* Exercise aim
Should the word "person" occur in a line of the records, copy that line.

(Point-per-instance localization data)

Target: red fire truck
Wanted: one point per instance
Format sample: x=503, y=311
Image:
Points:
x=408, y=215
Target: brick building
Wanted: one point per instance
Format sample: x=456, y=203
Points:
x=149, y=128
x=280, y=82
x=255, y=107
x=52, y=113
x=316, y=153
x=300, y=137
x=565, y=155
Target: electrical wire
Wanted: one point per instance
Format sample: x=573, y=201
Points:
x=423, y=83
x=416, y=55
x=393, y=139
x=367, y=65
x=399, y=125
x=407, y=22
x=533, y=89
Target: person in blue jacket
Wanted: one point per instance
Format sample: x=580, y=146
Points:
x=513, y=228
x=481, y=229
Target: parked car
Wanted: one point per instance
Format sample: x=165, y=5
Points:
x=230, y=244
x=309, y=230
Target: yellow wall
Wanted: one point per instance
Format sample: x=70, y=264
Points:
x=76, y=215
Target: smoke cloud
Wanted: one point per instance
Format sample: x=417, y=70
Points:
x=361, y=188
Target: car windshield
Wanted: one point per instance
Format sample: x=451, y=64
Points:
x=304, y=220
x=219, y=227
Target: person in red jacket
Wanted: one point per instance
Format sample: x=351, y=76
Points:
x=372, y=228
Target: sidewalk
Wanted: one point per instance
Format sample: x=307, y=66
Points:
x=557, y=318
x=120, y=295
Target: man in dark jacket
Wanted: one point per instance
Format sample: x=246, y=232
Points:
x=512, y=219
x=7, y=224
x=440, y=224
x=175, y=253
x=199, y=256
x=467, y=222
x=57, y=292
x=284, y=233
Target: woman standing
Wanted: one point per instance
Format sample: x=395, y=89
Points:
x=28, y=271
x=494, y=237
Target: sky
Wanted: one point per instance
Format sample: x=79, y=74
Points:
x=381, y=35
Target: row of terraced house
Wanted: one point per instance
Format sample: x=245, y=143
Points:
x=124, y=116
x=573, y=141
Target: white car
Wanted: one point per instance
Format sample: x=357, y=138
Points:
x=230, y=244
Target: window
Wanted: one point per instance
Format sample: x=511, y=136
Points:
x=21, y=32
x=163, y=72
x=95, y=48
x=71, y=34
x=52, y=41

* Answer space
Target: person in blue jacket
Target: person in red jacket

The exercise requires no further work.